**INSTRUCTIONS TO FOLLOW:** How many lines of the data below contain the string "leaf"? Reply with the number only.

Pointing data excerpts:
════════

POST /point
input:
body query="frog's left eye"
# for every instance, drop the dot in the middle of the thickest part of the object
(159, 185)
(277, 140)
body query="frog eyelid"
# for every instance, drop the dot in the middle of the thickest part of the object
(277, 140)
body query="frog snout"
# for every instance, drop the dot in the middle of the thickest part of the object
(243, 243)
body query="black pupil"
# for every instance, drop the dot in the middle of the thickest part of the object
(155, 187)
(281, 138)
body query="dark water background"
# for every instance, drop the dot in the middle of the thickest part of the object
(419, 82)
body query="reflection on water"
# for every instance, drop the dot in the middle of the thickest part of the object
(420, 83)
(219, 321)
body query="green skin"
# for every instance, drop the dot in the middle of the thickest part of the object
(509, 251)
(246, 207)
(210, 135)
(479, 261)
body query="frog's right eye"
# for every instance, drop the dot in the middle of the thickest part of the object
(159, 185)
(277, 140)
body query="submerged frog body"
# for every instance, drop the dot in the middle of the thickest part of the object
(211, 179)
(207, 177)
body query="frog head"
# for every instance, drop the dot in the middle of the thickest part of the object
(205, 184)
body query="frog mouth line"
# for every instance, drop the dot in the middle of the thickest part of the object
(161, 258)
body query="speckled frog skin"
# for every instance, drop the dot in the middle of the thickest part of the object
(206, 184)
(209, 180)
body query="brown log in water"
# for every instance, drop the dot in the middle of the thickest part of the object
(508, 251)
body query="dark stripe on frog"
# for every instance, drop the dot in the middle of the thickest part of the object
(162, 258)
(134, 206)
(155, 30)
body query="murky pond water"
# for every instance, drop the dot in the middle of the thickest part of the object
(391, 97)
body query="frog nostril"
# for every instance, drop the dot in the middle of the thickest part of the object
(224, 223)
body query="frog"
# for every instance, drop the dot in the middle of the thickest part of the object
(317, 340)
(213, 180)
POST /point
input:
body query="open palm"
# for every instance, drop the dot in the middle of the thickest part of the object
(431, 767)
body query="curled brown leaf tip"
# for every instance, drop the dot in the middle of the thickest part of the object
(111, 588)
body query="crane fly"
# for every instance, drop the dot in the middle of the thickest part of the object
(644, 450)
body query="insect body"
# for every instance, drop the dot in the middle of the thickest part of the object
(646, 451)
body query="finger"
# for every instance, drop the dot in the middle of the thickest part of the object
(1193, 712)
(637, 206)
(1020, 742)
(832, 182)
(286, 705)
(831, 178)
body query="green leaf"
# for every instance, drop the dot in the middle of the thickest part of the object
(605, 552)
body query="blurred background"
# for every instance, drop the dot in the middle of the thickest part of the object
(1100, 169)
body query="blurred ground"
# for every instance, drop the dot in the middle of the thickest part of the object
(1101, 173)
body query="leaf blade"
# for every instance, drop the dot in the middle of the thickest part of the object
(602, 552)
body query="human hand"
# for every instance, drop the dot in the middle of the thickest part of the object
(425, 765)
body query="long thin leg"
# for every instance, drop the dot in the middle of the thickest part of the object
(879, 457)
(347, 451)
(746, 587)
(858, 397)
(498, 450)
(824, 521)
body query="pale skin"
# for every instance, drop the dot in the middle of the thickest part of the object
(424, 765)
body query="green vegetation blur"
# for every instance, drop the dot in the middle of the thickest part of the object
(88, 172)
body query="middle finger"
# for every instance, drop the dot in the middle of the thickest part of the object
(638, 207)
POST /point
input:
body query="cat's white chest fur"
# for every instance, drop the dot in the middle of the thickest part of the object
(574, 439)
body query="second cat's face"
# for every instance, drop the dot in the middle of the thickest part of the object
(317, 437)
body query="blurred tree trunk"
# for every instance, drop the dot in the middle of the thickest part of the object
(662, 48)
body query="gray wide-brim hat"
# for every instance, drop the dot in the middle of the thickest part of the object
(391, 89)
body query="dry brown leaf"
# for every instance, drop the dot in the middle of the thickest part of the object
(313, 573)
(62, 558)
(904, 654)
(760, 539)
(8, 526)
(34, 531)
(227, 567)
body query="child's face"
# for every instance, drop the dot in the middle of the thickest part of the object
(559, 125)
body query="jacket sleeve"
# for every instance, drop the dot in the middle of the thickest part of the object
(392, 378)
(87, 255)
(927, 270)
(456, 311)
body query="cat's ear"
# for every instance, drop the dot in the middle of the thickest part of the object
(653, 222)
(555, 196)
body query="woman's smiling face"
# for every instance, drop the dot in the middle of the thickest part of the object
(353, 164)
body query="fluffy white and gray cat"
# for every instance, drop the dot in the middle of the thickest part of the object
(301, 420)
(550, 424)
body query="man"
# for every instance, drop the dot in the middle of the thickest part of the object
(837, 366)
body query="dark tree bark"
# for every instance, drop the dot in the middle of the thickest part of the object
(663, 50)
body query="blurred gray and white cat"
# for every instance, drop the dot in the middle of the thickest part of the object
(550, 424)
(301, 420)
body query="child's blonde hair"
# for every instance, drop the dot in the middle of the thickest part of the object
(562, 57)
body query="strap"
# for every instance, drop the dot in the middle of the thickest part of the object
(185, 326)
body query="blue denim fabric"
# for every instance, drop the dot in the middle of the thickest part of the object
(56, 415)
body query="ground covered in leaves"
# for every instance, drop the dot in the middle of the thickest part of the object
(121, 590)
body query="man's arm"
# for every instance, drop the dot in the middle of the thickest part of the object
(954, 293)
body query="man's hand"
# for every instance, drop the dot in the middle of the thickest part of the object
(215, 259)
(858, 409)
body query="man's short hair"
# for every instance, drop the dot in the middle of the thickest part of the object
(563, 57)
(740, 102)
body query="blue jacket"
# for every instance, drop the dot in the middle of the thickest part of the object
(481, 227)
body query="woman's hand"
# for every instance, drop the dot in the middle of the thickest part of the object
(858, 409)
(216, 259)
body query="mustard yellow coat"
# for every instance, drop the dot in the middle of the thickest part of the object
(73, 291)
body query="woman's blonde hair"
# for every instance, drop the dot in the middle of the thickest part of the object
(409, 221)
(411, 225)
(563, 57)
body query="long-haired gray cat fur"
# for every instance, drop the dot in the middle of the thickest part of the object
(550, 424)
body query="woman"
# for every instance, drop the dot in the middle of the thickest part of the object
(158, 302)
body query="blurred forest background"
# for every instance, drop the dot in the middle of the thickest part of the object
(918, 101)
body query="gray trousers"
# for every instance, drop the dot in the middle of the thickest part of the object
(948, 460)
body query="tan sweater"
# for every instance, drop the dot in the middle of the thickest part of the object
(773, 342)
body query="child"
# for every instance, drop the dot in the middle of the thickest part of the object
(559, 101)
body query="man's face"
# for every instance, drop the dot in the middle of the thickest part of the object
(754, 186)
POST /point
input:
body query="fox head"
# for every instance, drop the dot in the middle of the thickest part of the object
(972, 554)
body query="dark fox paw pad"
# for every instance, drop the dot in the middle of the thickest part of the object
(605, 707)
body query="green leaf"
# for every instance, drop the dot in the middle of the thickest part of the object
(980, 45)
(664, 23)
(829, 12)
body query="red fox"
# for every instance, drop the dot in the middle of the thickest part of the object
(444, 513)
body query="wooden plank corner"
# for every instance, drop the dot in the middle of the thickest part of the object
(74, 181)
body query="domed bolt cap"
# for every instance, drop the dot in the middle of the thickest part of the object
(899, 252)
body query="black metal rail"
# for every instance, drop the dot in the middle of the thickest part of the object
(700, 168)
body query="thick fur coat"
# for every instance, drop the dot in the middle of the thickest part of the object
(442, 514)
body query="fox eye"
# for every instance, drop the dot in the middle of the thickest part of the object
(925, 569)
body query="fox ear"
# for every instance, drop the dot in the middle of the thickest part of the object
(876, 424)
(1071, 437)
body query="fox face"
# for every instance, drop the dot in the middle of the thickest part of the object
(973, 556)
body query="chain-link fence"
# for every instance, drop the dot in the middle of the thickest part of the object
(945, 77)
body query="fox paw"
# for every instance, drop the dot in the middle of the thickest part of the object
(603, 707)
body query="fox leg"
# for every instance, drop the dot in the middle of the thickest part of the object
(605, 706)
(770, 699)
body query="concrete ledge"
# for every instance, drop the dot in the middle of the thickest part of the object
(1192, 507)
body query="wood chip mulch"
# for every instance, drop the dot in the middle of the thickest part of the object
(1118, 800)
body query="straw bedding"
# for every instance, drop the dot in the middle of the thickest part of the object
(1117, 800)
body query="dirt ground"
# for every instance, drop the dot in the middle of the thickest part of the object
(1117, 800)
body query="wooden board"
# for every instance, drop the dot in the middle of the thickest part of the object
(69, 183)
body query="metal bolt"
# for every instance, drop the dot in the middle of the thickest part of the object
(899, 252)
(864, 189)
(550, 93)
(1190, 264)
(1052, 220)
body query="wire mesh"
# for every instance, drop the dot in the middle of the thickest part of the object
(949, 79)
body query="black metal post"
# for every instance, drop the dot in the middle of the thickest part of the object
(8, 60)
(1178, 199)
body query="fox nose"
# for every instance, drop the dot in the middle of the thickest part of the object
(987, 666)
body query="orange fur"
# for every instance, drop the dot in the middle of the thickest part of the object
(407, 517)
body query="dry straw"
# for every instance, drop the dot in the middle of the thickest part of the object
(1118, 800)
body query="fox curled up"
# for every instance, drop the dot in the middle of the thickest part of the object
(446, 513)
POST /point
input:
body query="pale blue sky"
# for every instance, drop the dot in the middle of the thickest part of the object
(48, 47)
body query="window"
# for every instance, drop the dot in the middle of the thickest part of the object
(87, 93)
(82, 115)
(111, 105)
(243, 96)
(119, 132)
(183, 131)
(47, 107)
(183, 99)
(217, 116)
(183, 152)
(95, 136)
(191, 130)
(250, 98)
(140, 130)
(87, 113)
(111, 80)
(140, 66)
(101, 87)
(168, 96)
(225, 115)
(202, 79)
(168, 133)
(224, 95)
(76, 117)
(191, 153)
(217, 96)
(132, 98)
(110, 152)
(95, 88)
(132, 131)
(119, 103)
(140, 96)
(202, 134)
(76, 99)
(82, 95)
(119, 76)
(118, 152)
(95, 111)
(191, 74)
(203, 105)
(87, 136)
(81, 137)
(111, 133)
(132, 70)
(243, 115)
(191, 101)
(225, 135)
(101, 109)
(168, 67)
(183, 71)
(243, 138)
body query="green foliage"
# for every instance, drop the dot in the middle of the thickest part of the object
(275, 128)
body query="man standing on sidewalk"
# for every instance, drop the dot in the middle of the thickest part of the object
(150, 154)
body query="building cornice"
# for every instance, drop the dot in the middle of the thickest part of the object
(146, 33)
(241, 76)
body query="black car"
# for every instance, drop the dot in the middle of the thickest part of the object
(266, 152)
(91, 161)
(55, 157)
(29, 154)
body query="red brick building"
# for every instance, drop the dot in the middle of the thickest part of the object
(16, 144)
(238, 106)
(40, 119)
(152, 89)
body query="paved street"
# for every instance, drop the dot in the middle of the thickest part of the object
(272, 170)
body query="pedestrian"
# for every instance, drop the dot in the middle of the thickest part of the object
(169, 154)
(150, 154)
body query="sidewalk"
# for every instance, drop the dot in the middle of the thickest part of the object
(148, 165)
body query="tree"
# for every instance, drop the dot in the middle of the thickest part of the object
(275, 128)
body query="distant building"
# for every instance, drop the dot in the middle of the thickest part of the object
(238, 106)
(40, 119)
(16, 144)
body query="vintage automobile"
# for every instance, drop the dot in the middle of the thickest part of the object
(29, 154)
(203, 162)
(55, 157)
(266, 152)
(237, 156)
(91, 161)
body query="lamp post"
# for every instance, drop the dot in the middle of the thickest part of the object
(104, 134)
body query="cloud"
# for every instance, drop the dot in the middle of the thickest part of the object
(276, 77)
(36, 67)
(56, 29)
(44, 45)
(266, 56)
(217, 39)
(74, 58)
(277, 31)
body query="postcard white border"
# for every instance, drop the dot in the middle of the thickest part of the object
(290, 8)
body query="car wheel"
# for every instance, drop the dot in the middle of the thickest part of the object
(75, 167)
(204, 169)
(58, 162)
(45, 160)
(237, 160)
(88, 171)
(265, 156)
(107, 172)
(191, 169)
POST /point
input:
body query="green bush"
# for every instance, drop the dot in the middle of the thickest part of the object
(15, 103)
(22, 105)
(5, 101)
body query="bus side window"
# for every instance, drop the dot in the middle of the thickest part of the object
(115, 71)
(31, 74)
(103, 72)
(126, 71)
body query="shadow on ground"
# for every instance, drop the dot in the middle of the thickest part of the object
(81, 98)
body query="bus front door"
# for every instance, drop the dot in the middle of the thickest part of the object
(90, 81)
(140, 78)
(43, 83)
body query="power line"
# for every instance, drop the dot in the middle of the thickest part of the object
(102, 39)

════════

**WRITTEN ANSWER:** 5